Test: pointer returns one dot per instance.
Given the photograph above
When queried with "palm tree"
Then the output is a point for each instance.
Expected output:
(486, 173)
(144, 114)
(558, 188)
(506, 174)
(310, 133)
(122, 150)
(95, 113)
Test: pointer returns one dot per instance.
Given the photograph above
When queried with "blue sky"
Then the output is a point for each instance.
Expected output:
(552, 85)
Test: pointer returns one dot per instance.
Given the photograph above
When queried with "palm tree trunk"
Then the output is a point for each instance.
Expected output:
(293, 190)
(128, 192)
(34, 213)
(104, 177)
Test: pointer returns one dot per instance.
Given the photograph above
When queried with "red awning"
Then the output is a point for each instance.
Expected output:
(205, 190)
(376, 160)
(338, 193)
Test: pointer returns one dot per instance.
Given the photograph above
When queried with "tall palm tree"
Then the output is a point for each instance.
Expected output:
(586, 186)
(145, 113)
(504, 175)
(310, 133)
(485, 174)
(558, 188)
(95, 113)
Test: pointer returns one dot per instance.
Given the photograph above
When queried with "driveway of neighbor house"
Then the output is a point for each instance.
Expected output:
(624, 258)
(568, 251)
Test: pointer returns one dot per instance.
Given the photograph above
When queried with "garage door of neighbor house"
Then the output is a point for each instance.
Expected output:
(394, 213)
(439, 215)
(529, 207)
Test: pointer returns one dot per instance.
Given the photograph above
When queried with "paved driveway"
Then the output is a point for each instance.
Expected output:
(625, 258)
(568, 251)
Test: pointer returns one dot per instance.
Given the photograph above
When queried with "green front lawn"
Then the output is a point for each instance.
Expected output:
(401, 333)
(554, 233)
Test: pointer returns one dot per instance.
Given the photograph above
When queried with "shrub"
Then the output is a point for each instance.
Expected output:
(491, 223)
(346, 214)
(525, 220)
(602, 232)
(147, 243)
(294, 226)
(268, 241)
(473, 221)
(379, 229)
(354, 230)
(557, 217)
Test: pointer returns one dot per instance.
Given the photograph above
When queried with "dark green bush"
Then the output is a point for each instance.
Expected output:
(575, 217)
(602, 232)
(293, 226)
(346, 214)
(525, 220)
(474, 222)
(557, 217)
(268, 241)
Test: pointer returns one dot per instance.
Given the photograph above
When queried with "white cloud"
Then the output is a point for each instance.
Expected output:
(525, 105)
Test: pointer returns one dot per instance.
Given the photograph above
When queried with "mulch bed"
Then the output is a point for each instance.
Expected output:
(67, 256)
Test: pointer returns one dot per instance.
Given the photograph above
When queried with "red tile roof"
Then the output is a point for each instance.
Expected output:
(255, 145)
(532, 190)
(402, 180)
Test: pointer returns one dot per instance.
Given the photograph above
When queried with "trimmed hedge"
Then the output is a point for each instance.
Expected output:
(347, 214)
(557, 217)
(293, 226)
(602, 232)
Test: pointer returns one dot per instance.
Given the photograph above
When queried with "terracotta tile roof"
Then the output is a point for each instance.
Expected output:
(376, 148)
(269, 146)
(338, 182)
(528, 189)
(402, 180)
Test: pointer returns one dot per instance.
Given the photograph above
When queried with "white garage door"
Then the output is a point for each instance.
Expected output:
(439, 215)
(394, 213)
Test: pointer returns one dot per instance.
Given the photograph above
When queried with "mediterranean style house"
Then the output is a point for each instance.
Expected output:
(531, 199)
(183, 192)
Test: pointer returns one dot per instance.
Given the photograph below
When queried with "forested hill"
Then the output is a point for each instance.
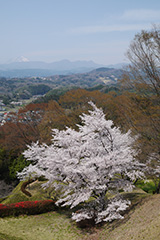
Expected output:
(24, 86)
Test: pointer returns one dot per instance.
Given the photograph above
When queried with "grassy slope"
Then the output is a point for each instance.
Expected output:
(141, 223)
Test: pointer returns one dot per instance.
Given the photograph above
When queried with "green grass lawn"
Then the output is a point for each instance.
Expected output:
(142, 222)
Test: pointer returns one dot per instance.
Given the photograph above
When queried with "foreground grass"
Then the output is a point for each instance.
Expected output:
(141, 223)
(46, 226)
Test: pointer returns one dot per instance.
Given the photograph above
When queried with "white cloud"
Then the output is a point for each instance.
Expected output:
(108, 28)
(141, 15)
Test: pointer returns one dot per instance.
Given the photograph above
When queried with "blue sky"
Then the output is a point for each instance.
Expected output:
(52, 30)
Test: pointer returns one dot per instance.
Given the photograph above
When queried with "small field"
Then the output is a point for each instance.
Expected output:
(142, 222)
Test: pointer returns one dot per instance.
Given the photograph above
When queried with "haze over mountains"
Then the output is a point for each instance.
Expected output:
(22, 67)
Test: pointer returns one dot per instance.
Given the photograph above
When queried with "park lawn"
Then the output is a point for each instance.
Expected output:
(142, 222)
(48, 226)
• • • •
• Required action: Every line above should be returned word for word, with the pictures left behind.

• Answer section:
Test: pointer returns one dot per instance.
Given the photograph above
When queried with "palm tree"
Then the output is a point for each instance.
Expected output:
(486, 173)
(144, 114)
(558, 188)
(506, 174)
(310, 133)
(122, 150)
(95, 113)
Test: pointer returns one dot per instance.
Given the photograph above
When queried with "blue sky"
Then the output is a point for each instance.
Expected output:
(552, 85)
Test: pointer returns one dot per instance.
Given the photograph above
When queried with "palm tree trunk"
Then the output is a point for each instance.
Expected output:
(293, 190)
(128, 192)
(34, 213)
(104, 177)
Test: pointer returns one dot per instance.
Given the photograph above
When queried with "red awning"
Then the output is a point for each instance.
Expected output:
(205, 190)
(376, 160)
(338, 193)
Test: pointer returns one dot per instance.
Given the photograph above
When queried with "tall palm tree"
Then the output is a point for each instance.
Expected output:
(586, 186)
(145, 113)
(504, 175)
(310, 133)
(485, 174)
(558, 188)
(95, 113)
Test: pointer returns one dot per instance.
Given the photograph above
When queried with "driveway of neighbor house"
Then the output is a point for each instance.
Expected output:
(624, 258)
(568, 251)
Test: pointer returns one dot per instance.
Given the photograph above
When queried with "garage door of neighbor house"
Then the output is a point for each instance.
Expected output:
(394, 213)
(439, 215)
(529, 207)
Test: pointer returns one dot per instance.
Given the photograph above
When queried with "paved driveway"
Then the output is a point for each instance.
Expected output:
(625, 258)
(568, 251)
Test: pointer returns one dot per instance.
Given the photograph above
When queried with "green front lawn"
Then the output is a point for each instance.
Expected output:
(401, 333)
(554, 233)
Test: pointer returns one dot per instance.
Given the photograph above
When queried with "shrub"
Then the output is a point for each instance.
Expected output:
(491, 223)
(346, 214)
(525, 220)
(602, 232)
(147, 243)
(294, 226)
(268, 241)
(473, 221)
(379, 229)
(354, 230)
(557, 217)
Test: pointer returns one dot per instance.
Given the photograph above
When queried with "dark green bush"
Then the output is a point for each instance.
Expected output:
(575, 217)
(602, 232)
(293, 226)
(346, 214)
(525, 220)
(474, 222)
(557, 217)
(268, 241)
Test: pointer returns one dot per instance.
Given the photograph above
When queried with "white cloud"
Then the output is a point for each instance.
Expected output:
(525, 105)
Test: pointer returns one dot per instance.
Given the photograph above
When queried with "mulch bed"
Then the output is a point for each instance.
Expected output:
(67, 256)
Test: pointer returns one dot per instance.
Given the photograph above
When queried with "red tile roof"
Then the output is a point for each instance.
Expected output:
(255, 145)
(532, 190)
(402, 180)
Test: pointer returns one dot per instance.
Given the photograph above
When queried with "trimmed hedge"
Then the output is a point for each instance.
Expected output:
(347, 214)
(557, 217)
(293, 226)
(602, 232)
Test: pointer returns one dot per instance.
Given the photograph above
When queried with "terracotta tile roof"
Then the output is a point for each instance.
Expected output:
(376, 148)
(269, 146)
(338, 182)
(528, 189)
(402, 180)
Test: pointer returns one dot per instance.
Given the photograph above
When queried with "white garage door"
Then the output is a point for each instance.
Expected output:
(439, 215)
(394, 213)
Test: pointer returns one dot per instance.
Given the photograph above
When queried with "mediterranean style house"
Then the output is a point for each instance.
Expected output:
(531, 199)
(183, 192)
Test: pointer returns one dot per instance.
Given the photograph below
When queried with "forested hill"
Then the output is a point for each instance.
Expected output:
(24, 86)
Test: pointer returns one dot per instance.
Given the photograph above
When queried with "grassy slope"
Then the output is a point for each instance.
Expected output:
(141, 223)
Test: pointer returns one dot per instance.
Given the photograph above
When queried with "green grass lawn"
Then the output is a point for each instance.
Expected output:
(142, 222)
Test: pointer returns one dot per instance.
Given the photograph above
When queried with "foreground grass"
Then the output is a point for each instance.
Expected output:
(141, 223)
(46, 226)
Test: pointer returns one dot per instance.
Given the photograph above
When queried with "white cloud"
Then the output is a point for each instance.
Expected output:
(108, 28)
(141, 15)
Test: pointer returns one dot per instance.
Given the photograph above
When queried with "blue sky"
Then the output is a point for each instance.
Expected output:
(52, 30)
Test: pointer returns one dot per instance.
Given the photograph above
When queried with "small field"
Then the output is a point for each instance.
Expected output:
(142, 222)
Test: pointer returns one dot per instance.
Given the photograph above
When queried with "haze over mountains"
Then the output is a point for each instance.
Expected output:
(22, 67)
Test: pointer returns one dot per instance.
Given the photograph above
When queried with "park lawn"
Then the output is a point for each instance.
Expected output:
(142, 222)
(48, 226)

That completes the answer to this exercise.